### Text provided
┌──

Magh Bihu (মাঘ বিহু) (also called Bhogali Bihu (ভোগালী বিহু) (of eating Bhog i.e. enjoyment) or Maghar Domahi (মাঘৰ দোমাহী) is a harvest festival celebrated in Assam, North-East India, which marks the end of harvesting season in the month of Magh (January–February). A bonfire (Meji) is lit for the ceremonial conclusion and prayer to the God of Fire. The festival is developed by the Tibeto-Burman and Indo-aryan cultures and festivals Magan of Kachari.

Overview (Rituals)

The festival is marked by feasts and bonfires. Young people erect makeshift huts, known as Meji and Bhelaghar, from bamboo, leaves and thatch, and in Bhelaghar they eat the food prepared for the feast, and then burn the huts the next morning. The celebrations also feature traditional Assamese games such as tekeli bhonga (pot-breaking) and buffalo fighting.

└──

### Instructions to follow
Write the next part of the Magh Bihu passage, picking up right after its final sentence. None of the data is needed for this work.

### Collected material
┌──

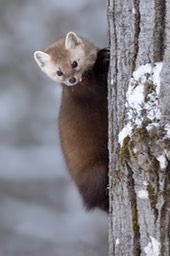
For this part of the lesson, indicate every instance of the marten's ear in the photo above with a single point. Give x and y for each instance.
(72, 41)
(42, 58)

└──

### In response
Magh Bihu celebrations start on the last day of the previous month, the month of "Pooh", usually the 29th of Pooh is 14 January, and is the only day of Magh Bihu in modern times (earlier, the festival would last for the whole month of Magh, and so the name Magh Bihu). The night before is "Uruka" (28th of Pooh), when people gather around a bonfire, cook dinner, and make merry.

During Magh Bihu, people of Assam make rice cakes with various names such as Sunga Pitha, Til Pitha etc. and some other sweets of coconut called Laru.

Uruka or Bihu Eve (Beginning)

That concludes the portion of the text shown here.